## What you are asked to do:
Below are records; output exactly the lines from the one with "The pointer SHOULD return, for each instance of the tattooed" through their final line.

=== The data ===

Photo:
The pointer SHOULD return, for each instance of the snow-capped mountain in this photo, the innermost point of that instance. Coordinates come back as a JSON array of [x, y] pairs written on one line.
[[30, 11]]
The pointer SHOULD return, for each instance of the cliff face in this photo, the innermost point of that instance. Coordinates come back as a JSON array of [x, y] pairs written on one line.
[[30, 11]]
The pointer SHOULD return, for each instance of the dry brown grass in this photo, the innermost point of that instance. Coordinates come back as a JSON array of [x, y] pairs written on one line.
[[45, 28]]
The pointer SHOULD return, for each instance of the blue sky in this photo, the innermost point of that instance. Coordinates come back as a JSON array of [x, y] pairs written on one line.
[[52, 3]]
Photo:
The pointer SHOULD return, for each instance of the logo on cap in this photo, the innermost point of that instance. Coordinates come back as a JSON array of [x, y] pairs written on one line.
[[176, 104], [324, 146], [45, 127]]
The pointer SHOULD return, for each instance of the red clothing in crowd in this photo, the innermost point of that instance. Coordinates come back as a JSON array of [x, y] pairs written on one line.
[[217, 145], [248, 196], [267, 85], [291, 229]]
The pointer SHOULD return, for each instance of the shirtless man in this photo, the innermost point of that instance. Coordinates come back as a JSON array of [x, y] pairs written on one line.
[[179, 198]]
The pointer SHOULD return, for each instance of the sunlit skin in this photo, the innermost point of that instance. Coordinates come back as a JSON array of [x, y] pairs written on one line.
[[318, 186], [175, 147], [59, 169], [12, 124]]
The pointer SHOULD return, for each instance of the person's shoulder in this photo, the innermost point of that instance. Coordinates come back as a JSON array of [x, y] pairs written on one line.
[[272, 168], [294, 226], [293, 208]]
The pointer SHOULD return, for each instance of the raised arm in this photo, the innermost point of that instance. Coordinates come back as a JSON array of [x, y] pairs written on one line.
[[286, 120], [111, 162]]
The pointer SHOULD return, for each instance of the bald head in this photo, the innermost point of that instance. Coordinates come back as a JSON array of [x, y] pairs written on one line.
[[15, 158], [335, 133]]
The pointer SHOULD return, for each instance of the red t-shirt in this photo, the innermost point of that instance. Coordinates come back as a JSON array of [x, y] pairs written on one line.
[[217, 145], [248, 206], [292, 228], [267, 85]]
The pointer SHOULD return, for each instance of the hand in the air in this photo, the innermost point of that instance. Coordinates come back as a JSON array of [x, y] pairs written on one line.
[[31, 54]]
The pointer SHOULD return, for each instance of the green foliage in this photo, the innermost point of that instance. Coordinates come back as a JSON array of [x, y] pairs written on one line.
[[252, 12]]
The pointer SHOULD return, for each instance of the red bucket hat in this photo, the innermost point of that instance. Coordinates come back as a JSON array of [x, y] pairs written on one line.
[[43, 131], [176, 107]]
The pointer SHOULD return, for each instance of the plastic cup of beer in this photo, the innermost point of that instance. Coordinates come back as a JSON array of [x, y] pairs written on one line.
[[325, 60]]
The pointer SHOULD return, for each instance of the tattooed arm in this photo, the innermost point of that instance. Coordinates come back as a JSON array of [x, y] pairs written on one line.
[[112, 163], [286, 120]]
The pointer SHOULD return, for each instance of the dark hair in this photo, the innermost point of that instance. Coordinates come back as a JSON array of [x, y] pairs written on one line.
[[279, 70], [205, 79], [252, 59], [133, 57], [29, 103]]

===

## Answer space:
The pointer SHOULD return, for each instance of the tattooed arm in this photo, the innermost point of that instance. Coordinates come back as a JSON array of [x, y] pairs written on one line.
[[112, 163], [286, 120]]
The pointer SHOULD return, for each instance of the dark hair in this photo, the innermost point of that instance. Coordinates come back as a JSON array of [x, y] pairs written on one line.
[[279, 70], [205, 79], [252, 59], [133, 57], [29, 103]]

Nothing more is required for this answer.